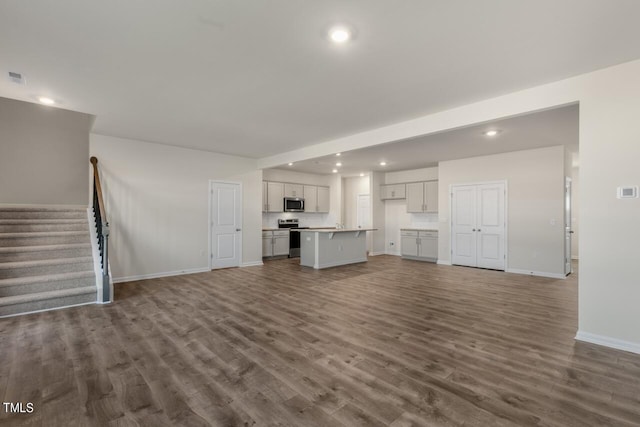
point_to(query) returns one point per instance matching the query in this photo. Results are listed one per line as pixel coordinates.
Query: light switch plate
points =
(628, 192)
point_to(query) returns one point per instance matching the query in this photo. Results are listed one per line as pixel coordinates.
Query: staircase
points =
(46, 260)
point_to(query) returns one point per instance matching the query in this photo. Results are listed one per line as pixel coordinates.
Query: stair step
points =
(36, 225)
(43, 238)
(20, 304)
(50, 282)
(32, 253)
(10, 270)
(42, 213)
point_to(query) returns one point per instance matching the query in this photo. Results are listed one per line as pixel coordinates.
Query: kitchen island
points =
(330, 247)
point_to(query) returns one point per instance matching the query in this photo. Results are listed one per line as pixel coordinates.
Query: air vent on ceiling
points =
(16, 78)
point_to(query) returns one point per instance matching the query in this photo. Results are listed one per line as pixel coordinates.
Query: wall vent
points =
(16, 78)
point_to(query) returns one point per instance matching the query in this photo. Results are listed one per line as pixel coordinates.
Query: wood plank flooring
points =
(390, 342)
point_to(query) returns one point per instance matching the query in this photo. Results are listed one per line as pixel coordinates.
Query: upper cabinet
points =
(275, 197)
(422, 197)
(323, 200)
(293, 190)
(310, 193)
(316, 198)
(392, 191)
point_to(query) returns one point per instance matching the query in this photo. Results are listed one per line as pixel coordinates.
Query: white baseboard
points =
(251, 264)
(158, 275)
(608, 342)
(536, 273)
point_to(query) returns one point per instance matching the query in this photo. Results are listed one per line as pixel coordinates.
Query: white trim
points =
(47, 309)
(158, 275)
(536, 273)
(35, 206)
(251, 264)
(210, 219)
(97, 268)
(608, 342)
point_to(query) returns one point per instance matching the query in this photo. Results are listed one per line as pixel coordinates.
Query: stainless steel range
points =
(294, 237)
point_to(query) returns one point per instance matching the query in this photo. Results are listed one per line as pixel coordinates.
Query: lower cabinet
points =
(275, 243)
(421, 245)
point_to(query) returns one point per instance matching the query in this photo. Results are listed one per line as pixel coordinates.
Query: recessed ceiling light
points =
(339, 34)
(46, 101)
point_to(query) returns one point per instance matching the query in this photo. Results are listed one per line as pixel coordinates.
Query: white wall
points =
(396, 210)
(306, 219)
(157, 201)
(351, 188)
(44, 155)
(535, 212)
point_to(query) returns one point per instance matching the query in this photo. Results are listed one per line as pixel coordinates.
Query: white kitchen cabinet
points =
(275, 197)
(265, 197)
(421, 245)
(323, 200)
(310, 193)
(293, 190)
(267, 244)
(422, 197)
(392, 191)
(275, 243)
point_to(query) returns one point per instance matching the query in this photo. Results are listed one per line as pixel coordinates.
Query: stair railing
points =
(103, 230)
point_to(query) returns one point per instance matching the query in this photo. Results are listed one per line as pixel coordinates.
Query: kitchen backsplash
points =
(270, 220)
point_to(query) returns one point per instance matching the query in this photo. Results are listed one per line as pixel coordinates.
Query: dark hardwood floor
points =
(388, 342)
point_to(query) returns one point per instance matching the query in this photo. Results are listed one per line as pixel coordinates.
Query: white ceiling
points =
(257, 78)
(542, 129)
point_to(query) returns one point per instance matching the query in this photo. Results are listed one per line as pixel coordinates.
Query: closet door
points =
(478, 225)
(490, 224)
(463, 226)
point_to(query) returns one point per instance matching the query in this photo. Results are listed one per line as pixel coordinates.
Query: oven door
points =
(293, 204)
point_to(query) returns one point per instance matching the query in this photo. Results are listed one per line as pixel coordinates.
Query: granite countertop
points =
(335, 230)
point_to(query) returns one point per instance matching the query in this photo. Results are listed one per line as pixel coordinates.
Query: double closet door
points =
(478, 225)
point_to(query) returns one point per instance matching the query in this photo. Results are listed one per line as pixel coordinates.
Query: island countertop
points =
(332, 230)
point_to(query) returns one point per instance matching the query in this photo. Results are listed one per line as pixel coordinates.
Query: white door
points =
(463, 225)
(363, 211)
(226, 222)
(478, 225)
(567, 226)
(491, 226)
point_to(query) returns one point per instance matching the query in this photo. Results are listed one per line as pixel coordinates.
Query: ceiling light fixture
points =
(46, 101)
(339, 34)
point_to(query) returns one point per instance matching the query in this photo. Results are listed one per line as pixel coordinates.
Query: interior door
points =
(490, 226)
(567, 226)
(463, 225)
(226, 221)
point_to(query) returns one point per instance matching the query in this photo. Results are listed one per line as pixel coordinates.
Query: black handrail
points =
(102, 226)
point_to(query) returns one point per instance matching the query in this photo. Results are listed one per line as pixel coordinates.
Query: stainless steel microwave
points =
(293, 204)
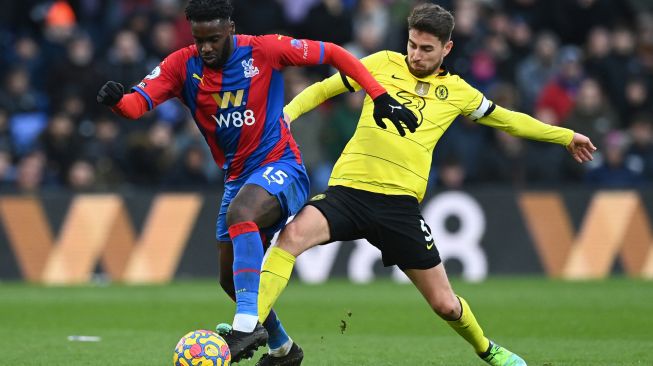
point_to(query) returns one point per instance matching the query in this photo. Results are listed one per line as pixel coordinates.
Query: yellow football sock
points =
(275, 273)
(468, 328)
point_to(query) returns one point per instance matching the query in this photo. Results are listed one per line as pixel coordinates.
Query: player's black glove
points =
(386, 107)
(110, 93)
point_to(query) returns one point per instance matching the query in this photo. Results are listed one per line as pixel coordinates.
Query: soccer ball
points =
(201, 348)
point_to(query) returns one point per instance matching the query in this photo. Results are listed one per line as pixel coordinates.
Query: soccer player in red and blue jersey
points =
(233, 86)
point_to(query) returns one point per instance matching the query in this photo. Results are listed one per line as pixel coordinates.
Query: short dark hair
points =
(207, 10)
(433, 19)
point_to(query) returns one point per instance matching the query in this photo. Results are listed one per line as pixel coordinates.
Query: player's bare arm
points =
(581, 148)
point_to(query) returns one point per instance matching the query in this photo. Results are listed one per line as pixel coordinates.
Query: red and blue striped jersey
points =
(238, 108)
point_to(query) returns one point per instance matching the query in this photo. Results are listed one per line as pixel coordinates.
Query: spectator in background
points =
(575, 18)
(598, 63)
(636, 99)
(536, 70)
(7, 170)
(126, 59)
(258, 17)
(26, 108)
(26, 52)
(592, 113)
(6, 141)
(81, 176)
(328, 20)
(30, 174)
(639, 156)
(61, 146)
(150, 154)
(59, 24)
(626, 67)
(612, 170)
(77, 76)
(163, 41)
(107, 150)
(559, 94)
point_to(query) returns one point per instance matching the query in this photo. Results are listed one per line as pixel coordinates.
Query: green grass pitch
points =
(550, 323)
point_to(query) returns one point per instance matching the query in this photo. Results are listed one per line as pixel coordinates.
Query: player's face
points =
(425, 53)
(213, 41)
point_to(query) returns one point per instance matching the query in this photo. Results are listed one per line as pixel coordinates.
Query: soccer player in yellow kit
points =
(380, 178)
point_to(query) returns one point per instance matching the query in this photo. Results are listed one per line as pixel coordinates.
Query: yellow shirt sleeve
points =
(313, 96)
(522, 125)
(317, 93)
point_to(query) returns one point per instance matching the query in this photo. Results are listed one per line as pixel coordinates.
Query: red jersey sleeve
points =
(286, 51)
(166, 80)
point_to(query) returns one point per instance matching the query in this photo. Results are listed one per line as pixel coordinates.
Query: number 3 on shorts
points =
(277, 177)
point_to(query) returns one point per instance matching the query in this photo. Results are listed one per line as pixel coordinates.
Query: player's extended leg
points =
(434, 286)
(252, 208)
(277, 334)
(308, 229)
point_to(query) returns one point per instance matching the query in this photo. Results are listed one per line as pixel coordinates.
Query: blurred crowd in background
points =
(582, 64)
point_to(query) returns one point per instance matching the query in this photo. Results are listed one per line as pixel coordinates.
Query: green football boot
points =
(499, 356)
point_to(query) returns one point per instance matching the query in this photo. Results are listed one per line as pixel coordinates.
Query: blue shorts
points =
(286, 180)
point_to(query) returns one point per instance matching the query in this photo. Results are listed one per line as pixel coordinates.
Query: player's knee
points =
(447, 308)
(292, 239)
(239, 213)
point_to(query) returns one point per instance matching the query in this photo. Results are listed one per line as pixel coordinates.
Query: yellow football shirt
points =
(380, 160)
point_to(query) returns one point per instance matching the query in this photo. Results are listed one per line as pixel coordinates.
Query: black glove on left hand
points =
(387, 107)
(110, 93)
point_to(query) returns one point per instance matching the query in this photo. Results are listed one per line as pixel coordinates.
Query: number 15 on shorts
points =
════
Task statement. Count the lines in the records that contain the string "ceiling". Case counts. Reply with only the number.

Correct result. 4